- **Document excerpt**:

Division for Student Affairs Offers Faculty and Staff Training for Student Well-being Support

REACH program’s virtual workshops provide faculty and staff information, trends, resources and referral processes related to student health and well-being.

REACH program
January 25, 2022

By Nick Erickson

There is a lot being asked of young people and college-aged students right now—from a culture of hyperachievement to the disruptions in schooling caused by COVID-19, not to mention the health and safety factor of the virus. And studies are showing that it is taking a toll.

According to fall findings from the Mayo Clinic, 44% of college students self-reported symptoms of anxiety and depression, while more than half reported feeling overwhelmingly anxious in the past year. 

In addition to devoting counseling resources to help students directly, the George Washington University Division for Student Affairs (DSA) created the REACH program to assist faculty and staff in identifying and engaging with student needs for health and well-being.

REACH offers seminars and workshops ranging from identifying conflict styles and addressing the issue of food insecurity among students to understanding the responsibilities in responding to sexual harassment and trauma-informed care. The sessions include presentations from campus experts, and then faculty and staff are invited to participate in discussions.

- **Requirement 1**:
In the article on the REACH program, what share of college students self-reported symptoms of anxiety and depression according to the Mayo Clinic's fall findings?
- **Requirement 2**:
Write a continuation of the article about the REACH program's faculty and staff training, picking up after its last sentence.
The records play no part in the work on this article.

- **Record excerpts**:
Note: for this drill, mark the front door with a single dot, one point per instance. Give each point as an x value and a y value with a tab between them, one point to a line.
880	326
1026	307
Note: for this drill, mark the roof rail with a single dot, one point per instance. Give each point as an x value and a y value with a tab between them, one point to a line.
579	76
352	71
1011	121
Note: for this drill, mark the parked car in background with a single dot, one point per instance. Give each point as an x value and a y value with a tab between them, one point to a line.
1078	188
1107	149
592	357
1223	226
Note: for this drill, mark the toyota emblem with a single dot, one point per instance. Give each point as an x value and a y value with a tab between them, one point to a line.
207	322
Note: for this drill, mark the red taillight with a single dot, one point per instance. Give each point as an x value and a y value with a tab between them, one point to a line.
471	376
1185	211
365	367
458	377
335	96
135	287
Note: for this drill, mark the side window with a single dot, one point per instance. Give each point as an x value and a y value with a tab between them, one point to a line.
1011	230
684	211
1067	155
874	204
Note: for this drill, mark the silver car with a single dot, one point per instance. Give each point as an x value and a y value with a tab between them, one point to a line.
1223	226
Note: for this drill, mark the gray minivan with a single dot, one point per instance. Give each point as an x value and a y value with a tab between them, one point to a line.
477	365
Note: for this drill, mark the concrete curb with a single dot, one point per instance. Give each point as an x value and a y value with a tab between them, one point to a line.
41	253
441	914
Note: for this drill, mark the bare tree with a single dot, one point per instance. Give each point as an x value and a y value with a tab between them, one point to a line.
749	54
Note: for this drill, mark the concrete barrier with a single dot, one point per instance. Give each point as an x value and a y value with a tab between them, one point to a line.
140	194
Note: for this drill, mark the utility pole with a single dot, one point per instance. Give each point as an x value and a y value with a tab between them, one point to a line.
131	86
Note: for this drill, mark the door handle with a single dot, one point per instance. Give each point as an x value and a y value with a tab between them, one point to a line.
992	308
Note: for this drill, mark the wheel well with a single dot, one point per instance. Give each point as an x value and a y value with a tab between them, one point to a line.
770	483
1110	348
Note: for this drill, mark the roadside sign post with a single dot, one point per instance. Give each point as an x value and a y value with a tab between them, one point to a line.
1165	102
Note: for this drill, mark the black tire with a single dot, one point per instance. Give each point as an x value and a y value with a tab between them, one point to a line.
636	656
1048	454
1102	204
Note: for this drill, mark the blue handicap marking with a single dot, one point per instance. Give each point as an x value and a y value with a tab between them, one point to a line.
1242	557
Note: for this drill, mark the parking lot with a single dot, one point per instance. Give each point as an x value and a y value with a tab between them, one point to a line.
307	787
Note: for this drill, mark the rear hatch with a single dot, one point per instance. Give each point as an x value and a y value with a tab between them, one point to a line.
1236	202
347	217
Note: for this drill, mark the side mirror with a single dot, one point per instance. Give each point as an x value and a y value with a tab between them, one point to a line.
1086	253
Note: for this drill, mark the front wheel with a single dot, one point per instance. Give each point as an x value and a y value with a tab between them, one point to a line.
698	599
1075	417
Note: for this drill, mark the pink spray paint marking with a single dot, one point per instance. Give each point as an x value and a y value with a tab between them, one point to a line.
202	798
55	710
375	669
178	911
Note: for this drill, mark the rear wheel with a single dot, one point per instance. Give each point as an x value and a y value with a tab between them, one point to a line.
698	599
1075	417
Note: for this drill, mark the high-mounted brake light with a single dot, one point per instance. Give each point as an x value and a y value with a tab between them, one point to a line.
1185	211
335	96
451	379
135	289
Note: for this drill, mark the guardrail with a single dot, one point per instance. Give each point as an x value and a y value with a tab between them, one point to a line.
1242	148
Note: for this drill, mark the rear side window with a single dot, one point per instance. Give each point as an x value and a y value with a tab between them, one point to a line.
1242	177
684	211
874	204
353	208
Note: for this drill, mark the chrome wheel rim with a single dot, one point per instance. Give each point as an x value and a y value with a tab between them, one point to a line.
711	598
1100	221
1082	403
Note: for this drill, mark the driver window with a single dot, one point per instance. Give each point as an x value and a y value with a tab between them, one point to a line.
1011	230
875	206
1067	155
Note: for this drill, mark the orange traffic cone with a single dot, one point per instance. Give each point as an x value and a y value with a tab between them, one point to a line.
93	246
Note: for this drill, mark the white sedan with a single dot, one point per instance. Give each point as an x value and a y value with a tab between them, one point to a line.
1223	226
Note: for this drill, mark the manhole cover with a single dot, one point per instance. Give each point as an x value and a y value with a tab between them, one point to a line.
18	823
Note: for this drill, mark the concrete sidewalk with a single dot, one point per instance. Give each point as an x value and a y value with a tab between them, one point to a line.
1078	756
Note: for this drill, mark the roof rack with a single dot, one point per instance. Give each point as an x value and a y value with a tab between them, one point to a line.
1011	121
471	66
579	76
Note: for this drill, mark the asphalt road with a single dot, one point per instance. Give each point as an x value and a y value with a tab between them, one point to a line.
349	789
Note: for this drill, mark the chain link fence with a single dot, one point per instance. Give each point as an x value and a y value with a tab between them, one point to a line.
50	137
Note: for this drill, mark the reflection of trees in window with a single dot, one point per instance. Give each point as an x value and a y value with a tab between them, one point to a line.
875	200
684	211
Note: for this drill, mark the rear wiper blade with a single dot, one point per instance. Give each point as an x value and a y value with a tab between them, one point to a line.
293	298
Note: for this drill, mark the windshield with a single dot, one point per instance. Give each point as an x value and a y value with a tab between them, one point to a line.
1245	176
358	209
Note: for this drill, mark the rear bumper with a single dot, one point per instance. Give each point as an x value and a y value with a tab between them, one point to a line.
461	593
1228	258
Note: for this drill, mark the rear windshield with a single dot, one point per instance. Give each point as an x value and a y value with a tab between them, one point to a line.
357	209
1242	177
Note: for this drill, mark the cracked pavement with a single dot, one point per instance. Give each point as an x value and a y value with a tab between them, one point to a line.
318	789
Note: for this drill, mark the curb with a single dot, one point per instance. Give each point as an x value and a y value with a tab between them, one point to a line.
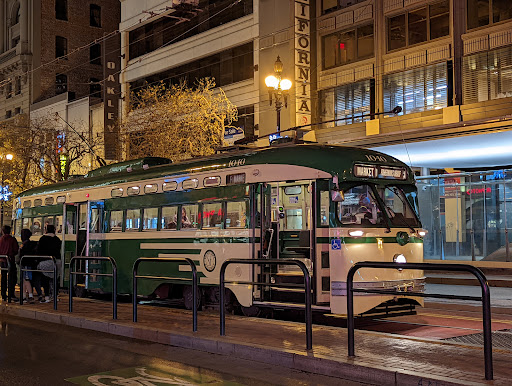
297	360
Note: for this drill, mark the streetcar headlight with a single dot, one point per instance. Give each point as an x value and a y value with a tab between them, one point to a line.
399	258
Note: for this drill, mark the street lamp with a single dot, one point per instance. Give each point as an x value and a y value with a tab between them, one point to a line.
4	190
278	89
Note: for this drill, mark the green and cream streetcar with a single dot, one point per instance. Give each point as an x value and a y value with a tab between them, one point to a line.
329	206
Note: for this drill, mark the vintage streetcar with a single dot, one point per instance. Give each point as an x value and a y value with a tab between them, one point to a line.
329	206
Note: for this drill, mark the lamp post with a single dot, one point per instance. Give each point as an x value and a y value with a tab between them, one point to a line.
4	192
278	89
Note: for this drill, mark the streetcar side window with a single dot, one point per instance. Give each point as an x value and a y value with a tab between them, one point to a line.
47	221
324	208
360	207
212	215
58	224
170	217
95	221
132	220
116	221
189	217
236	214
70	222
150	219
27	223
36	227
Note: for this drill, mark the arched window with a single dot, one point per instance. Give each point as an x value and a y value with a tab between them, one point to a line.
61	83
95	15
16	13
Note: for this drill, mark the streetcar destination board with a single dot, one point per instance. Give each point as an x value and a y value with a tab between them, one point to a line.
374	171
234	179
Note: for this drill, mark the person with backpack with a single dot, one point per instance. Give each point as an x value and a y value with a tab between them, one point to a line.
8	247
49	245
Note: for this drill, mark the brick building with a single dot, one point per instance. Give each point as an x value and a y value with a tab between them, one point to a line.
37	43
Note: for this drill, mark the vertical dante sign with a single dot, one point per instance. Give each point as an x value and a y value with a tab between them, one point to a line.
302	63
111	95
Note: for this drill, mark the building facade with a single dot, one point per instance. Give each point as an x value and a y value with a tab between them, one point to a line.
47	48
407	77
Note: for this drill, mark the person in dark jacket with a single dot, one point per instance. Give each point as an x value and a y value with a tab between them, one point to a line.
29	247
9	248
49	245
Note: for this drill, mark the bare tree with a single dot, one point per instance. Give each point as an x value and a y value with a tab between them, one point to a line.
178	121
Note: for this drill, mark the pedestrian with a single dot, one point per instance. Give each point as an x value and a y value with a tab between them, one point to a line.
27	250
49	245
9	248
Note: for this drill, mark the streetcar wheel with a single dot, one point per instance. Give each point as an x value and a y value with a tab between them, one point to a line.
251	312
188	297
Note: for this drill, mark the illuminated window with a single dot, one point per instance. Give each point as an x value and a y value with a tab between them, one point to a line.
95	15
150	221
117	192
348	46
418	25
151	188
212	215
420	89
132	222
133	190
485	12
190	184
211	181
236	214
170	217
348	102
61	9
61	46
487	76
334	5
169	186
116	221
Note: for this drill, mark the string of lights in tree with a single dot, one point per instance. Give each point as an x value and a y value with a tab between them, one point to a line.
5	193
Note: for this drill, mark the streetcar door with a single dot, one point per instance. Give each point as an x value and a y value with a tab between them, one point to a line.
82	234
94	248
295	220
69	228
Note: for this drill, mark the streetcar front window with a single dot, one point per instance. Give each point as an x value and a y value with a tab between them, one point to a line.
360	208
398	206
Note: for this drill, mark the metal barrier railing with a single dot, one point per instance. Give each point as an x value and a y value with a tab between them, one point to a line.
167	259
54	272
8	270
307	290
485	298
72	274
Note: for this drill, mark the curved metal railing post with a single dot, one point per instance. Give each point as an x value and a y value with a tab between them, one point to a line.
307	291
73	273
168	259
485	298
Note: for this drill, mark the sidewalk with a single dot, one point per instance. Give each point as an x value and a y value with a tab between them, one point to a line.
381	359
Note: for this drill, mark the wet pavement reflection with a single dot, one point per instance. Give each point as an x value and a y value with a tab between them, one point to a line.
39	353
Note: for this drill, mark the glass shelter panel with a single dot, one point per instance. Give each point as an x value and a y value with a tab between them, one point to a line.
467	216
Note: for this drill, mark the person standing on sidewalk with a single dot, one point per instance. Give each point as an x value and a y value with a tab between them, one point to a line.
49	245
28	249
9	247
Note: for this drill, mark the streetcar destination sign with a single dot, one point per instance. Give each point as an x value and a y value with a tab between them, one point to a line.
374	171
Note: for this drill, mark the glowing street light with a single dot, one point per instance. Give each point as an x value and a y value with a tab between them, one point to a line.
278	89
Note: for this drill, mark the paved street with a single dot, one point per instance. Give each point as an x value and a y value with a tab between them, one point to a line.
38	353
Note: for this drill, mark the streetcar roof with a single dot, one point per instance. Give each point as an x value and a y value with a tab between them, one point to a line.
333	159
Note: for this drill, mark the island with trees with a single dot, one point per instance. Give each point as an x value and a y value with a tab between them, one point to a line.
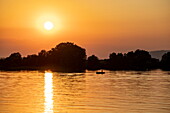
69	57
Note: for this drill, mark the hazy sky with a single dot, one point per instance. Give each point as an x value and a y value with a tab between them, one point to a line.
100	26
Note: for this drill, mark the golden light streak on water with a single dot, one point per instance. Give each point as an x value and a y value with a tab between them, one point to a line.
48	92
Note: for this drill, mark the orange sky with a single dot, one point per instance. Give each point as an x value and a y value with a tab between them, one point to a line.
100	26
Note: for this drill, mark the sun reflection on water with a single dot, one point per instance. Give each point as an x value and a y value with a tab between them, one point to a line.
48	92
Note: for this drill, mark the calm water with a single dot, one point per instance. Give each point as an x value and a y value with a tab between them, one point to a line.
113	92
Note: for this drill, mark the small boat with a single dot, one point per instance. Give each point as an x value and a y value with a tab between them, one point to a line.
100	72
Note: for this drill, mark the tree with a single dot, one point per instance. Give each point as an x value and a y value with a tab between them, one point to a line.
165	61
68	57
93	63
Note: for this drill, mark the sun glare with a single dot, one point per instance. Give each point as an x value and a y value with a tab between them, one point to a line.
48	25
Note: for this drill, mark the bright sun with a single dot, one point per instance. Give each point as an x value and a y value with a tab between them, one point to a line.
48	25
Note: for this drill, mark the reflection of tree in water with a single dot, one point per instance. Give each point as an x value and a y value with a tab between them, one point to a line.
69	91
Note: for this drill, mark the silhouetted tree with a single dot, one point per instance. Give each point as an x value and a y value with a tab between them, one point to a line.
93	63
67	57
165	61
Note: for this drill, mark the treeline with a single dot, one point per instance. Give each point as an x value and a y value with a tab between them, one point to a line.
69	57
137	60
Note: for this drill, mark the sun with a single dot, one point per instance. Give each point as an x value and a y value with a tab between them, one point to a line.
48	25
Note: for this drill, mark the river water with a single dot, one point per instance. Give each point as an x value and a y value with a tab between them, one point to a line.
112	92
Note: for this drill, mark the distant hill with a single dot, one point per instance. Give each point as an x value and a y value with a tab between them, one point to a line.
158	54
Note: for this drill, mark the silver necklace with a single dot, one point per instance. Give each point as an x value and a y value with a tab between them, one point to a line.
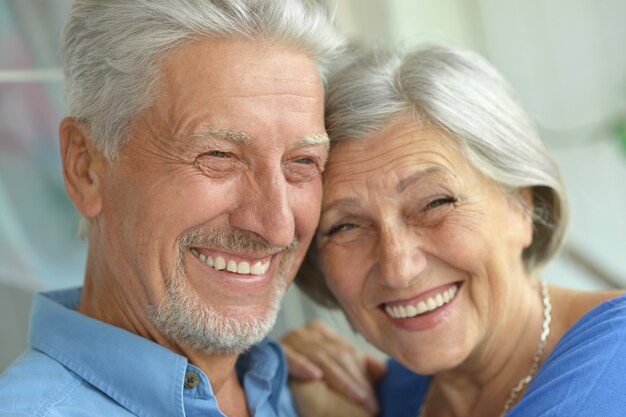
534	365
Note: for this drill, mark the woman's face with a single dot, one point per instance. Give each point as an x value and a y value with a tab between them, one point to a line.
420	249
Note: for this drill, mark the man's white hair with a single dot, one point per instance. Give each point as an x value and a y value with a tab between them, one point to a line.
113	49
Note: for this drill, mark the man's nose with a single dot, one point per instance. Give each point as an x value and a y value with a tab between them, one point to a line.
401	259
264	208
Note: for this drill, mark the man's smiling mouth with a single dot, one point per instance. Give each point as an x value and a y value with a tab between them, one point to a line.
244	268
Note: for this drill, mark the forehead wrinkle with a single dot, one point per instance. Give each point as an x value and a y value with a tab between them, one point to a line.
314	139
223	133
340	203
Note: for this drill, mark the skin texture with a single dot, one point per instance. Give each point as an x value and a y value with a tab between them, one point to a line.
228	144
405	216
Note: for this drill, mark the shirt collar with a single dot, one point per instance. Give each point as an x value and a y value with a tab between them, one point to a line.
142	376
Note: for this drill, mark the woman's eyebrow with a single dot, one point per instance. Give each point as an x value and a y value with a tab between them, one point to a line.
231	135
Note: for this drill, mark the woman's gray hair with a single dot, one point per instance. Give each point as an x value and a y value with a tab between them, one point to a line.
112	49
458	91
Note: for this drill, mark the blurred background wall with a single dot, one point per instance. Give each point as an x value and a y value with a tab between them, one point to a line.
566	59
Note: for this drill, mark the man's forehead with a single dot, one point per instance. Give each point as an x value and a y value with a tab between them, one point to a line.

- **Task result 1**:
44% of college students.

- **Task result 2**:
“We all see the student from a different view or different angle, so if we are all tuned in looking through the same set of glasses, we can catch the students a little bit earlier from a care and concern perspective,” Senior Health Promotion and Education (HPE) Program Associate Saray Smalls said.

REACH, which launched sessions in spring 2021, is part of the Raise Up GW strategic initiative that is focused on student well-being. Smalls said that up to 15 faculty and staff members attend per session.

Assistant Professor of health and policy management Wayne Psek of the Milken Institute School of Public Health has found REACH to be such an important resource that he has attended three so far and encourages more members of the GW community to attend.

“Given the current times that we are in and recognizing that everybody is under stress in some way, I thought it was really valuable to be able to recognize how students understand and react based on the situation they are in,” Psek said.

He has found both the discussions from the experts and follow-up conversations with faculty and staff to be enlightening and engaging. Psek mentioned that learning from each other and hearing how his peers have addressed certain concerns has been much appreciated.

“It was very rich because you are hearing from others and having a reaction from counselors on how they might handle a certain situation and then hearing from other faculty on their experiences,” Psek said.  “That was really nice to learn from peers and the experts.”

While there are student programs and initiatives at GW, the HPE team thought it was important to target faculty and staff specifically because they interact so closely and directly with students.

“They are the first ones to see when a student might be struggling and see some of those changes, so we wanted them to be a point of contact for students so they can intervene early on,” said HPE Program Associate Zareena Khan. 

There are still 10 sessions left this semester, and interested faculty and staff members can register for each session individually on the REACH website. Past sessions are recorded, as will future ones. Khan said that faculty and staff members have expressed appreciation for having those recordings as resources.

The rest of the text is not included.